Provided records START

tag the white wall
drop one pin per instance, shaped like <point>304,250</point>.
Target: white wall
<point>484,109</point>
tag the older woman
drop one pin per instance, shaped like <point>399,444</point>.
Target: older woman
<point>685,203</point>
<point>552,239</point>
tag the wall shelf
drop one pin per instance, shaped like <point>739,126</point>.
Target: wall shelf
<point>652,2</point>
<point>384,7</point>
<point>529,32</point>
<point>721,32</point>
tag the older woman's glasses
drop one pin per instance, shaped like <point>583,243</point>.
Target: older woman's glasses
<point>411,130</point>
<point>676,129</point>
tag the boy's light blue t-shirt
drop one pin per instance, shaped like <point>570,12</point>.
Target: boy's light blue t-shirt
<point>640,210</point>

Provided records END
Provided records START

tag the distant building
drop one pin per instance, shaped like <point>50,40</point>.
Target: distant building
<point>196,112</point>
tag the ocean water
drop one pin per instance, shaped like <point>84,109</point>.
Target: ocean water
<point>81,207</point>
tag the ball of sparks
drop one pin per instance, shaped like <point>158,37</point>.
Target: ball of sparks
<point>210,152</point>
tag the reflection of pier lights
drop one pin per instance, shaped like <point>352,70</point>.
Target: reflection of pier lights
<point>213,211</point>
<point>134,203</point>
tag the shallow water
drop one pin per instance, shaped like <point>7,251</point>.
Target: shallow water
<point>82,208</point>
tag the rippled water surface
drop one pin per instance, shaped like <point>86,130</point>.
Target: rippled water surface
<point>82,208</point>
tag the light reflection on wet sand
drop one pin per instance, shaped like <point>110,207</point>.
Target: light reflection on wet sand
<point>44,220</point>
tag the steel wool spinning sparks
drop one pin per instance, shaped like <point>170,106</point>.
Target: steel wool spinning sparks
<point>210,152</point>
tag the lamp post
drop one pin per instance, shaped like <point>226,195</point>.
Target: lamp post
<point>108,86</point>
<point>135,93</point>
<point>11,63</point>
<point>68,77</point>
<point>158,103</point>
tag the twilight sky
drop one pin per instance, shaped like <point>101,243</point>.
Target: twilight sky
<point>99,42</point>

Provided records END

Work item >> There is a line with "tag the reflection of pier lights" and a line with "tag the shallow water" above. Copy exactly those two lines and all lines between them, with nothing else.

Response for this exercise >>
tag the reflection of pier lights
drop one pin per instance, shaped like <point>352,70</point>.
Target: reflection of pier lights
<point>213,211</point>
<point>134,203</point>
tag the shallow water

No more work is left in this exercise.